══ Material provided

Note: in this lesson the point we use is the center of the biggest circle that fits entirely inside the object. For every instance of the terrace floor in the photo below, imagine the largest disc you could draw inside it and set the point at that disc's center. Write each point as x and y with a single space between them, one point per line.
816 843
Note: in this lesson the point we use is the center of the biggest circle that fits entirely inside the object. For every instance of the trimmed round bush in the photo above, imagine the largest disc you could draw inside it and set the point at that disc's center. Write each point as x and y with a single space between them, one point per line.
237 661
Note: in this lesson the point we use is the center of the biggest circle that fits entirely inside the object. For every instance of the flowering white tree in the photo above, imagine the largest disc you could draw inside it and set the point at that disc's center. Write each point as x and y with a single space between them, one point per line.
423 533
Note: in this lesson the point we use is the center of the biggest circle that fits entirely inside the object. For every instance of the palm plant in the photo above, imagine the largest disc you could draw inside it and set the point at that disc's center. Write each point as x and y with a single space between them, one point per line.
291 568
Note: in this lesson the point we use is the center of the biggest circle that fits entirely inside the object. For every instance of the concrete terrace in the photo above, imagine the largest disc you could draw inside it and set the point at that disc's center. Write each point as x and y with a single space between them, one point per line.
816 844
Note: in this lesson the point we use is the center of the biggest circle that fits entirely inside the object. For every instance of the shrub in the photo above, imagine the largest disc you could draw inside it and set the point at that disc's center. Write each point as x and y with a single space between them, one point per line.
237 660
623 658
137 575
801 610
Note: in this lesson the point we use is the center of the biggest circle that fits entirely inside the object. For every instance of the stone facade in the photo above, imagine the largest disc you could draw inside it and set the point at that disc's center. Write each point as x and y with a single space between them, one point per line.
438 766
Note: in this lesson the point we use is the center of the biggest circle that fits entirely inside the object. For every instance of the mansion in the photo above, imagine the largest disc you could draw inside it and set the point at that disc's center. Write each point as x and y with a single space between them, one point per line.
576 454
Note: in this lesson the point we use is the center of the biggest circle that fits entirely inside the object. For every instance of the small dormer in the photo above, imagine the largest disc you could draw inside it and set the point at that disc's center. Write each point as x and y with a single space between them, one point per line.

════

== Goal of the exercise ==
What you give back should match the entries above exactly.

== Solution ==
Note: in this lesson the point we use is the center of the biggest circle that fits entirely inside the object. For every instance of the terrace floor in the photo below, imagine the largest disc you could draw inside it and set the point at that disc's center. Write each point as x and y with a single space between them, one point per line.
816 843
Note: in this lesson the point we use is the center of the biggest circle that fits entirely inside the object. For every instance of the trimmed round bush in the photo above, imagine the largest disc you could draw inside it and set the point at that disc's center. Write each point as x and y with a single space between them, one point per line.
237 661
Note: in this lesson the point we use is the center of the biggest circle that fits entirely inside the object. For every instance of the flowering white tree in the photo above, imagine the largest disc you could draw inside it and set the point at that disc's center. Write each point as x and y with a single space between them, one point per line.
423 533
Note: in this lesson the point we use is the center of the biggest circle that fits entirely inside the object. For every instance of the palm plant in the photo above, imagine the largest disc you could draw inside it and set the point at that disc's center. Write each point as x and y with a single space between them, one point per line.
291 568
Note: in this lesson the point we use is the center of the biggest circle that fits entirely inside the object. For every instance of the concrete terrace in the photo above, imagine the largest disc you could draw inside it and set the point at that disc's center. Write each point as x and y with a single space between them, one point per line.
816 844
Note: in this lesson the point we use is the center of the biggest circle that fits entirely inside the object. For every instance of the shrub in the photo above, imagine the largest disc you could draw inside it and set the point at that disc's center. Write each point as x and y with a single space between them, one point per line.
237 660
623 658
137 575
801 610
Note: in this lesson the point we use is the center of the biggest circle that fits entirely inside the object. For every instance of the stone facade in the photo above, imagine the largest disc you could draw inside it and set the point at that disc's center. Write each point as x and y with a single space between them, one point per line.
438 766
Note: in this lesson the point we use is the center of the biggest circle that fits entirely inside the object. For every instance of the mansion in the photo above, imagine the largest disc you could draw inside it and set the point at that disc's center. Write each point as x and y with a single space between them, one point per line.
576 454
Note: in this lesson the point we use is the center of the biggest circle that fits entirely inside the object. For every instance of the small dormer in the photo above, imagine the largest disc you could draw inside it and set the point at that disc's center. Write each point as x and y with a single space between them, one point per line.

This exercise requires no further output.